> _TRECHO DO DOCUMENTO_
UMA "LAGARTA" TRANSFORMADA




Certa vez, o capelão de um hospital foi convocado pela enfermeira-chefe para atender a uma senhora que se recuperava de uma delicada cirurgia abdominal por câncer. Ele soube que aquela paciente era considerada, ali, "o problema número um" - exigente, abusiva e intratável. Usava de palavreado chulo, tornando-se mais insolente a cada dia.
A primeira visita do capelão provocou nela uma infindável torrente de queixas a respeito do tratamento, do serviço médico e da enfermagem, além de suas dores.
Naquela voz áspera e violenta, o capelão percebeu nítido pânico. Assim, junto com a psiquiatra, passou a assisti-la diariamente.
O histórico dela era a de uma mulher obcecada pelo trabalho, não se dedicando a ninguém e a mais nada. Tinha irmão e irmã, residentes em cidades distantes, os quais, mesmo sabendo de sua condição, nunca a visitavam. Afinal, ela vivera uma vida inteira de isolamento, com pouco crédito no banco da afeição. Então, a turma do hospital se tornou a sua família de fato.
Em poucas semanas de assistência do capelão, a mulher começou a sorrir. Viveu mais quatro meses e, nas palavras do capelão, "a velha lagarta de sessenta e oito anos se converteu numa graciosa borboleta."
Enquanto evoluía seu quadro, encaminhando-se para a última hora, ela aceitou o fato de não poder apagar as décadas de seu passado. Não poderia, magicamente, resgatar o relacionamento com os irmãos e com amigos que não conquistara. Agora, contudo, podia adotar uma nova família: médicos, enfermeiras, o capelão, a psiquiatra e todos que a visitavam com regularidade e com ela mantinham longas conversas e prestavam dedicados cuidados.
Um mês antes de sua partida, ela teria dito aos presentes:
- Vivi mais nos três últimos meses do que durante toda a minha vida. Gostaria de ter conhecido, quarenta anos atrás, quem conheço agora. Tenho amigos. Obrigada!
O tempo é precioso para se renovar, aceitar o que não pode ser mudado e compreender o sentido do que nos acontece. Por isso, todo minuto de nossa vida é deveras valioso.

Texto de Elisabeth Kübler-Ross - adaptação de Marcos Aguiar.

> _INFORMAÇÕES FORNECIDAS_

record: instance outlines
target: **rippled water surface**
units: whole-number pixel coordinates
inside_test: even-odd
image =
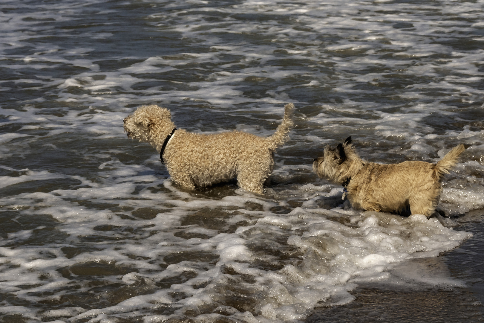
[[[2,1],[0,322],[483,321],[483,6]],[[289,102],[263,196],[173,185],[122,128],[154,104],[266,137]],[[445,217],[342,204],[311,163],[348,136],[385,163],[464,144]]]

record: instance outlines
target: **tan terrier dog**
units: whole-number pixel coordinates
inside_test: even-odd
[[[442,191],[442,179],[457,163],[464,145],[452,149],[436,164],[405,161],[381,164],[363,161],[355,152],[351,138],[335,149],[327,147],[316,158],[313,170],[344,187],[351,206],[377,212],[398,213],[409,206],[411,214],[432,215]]]
[[[177,129],[168,109],[143,106],[124,119],[128,138],[160,152],[172,182],[190,189],[237,178],[239,186],[262,194],[274,166],[274,151],[288,139],[294,106],[284,106],[275,133],[267,138],[242,131],[202,135]]]

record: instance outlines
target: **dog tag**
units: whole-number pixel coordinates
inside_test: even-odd
[[[348,194],[348,190],[347,189],[346,187],[345,187],[343,189],[343,196],[341,197],[341,200],[344,200],[347,194]]]

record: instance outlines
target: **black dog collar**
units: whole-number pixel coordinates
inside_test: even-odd
[[[348,177],[346,179],[346,180],[343,183],[343,197],[341,198],[341,200],[344,200],[345,198],[346,197],[346,195],[348,194],[348,189],[347,188],[347,186],[349,185],[349,181],[351,180],[351,177]]]
[[[175,128],[171,130],[171,133],[168,135],[166,138],[165,139],[165,142],[163,142],[163,145],[161,146],[161,151],[160,152],[160,159],[161,159],[161,163],[163,165],[165,165],[165,160],[163,160],[163,153],[165,153],[165,149],[166,148],[166,144],[168,143],[168,141],[170,140],[170,138],[173,135],[176,130],[177,128]]]

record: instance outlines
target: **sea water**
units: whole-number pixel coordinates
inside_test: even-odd
[[[2,1],[0,322],[483,321],[483,4]],[[177,186],[122,128],[154,104],[266,137],[290,102],[263,196]],[[349,136],[384,163],[464,144],[440,215],[342,200],[311,164]]]

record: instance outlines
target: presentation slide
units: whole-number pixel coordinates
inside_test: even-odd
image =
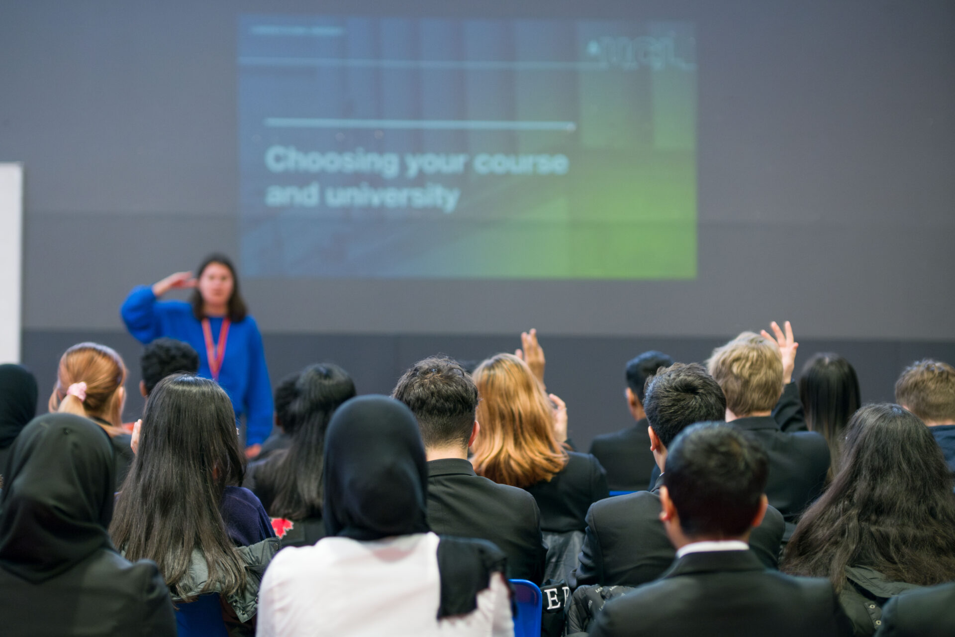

> _INSTRUÇÕES DA TAREFA_
Transcreva sem alterações a parte do trecho que se inicia nas palavras "Naquela voz áspera" e se encerra em "família de fato.". Os registros constituem material independente do trecho.

> _RESPOSTA AO EXERCÍCIO_
Naquela voz áspera e violenta, o capelão percebeu nítido pânico. Assim, junto com a psiquiatra, passou a assisti-la diariamente.
O histórico dela era a de uma mulher obcecada pelo trabalho, não se dedicando a ninguém e a mais nada. Tinha irmão e irmã, residentes em cidades distantes, os quais, mesmo sabendo de sua condição, nunca a visitavam. Afinal, ela vivera uma vida inteira de isolamento, com pouco crédito no banco da afeição. Então, a turma do hospital se tornou a sua família de fato.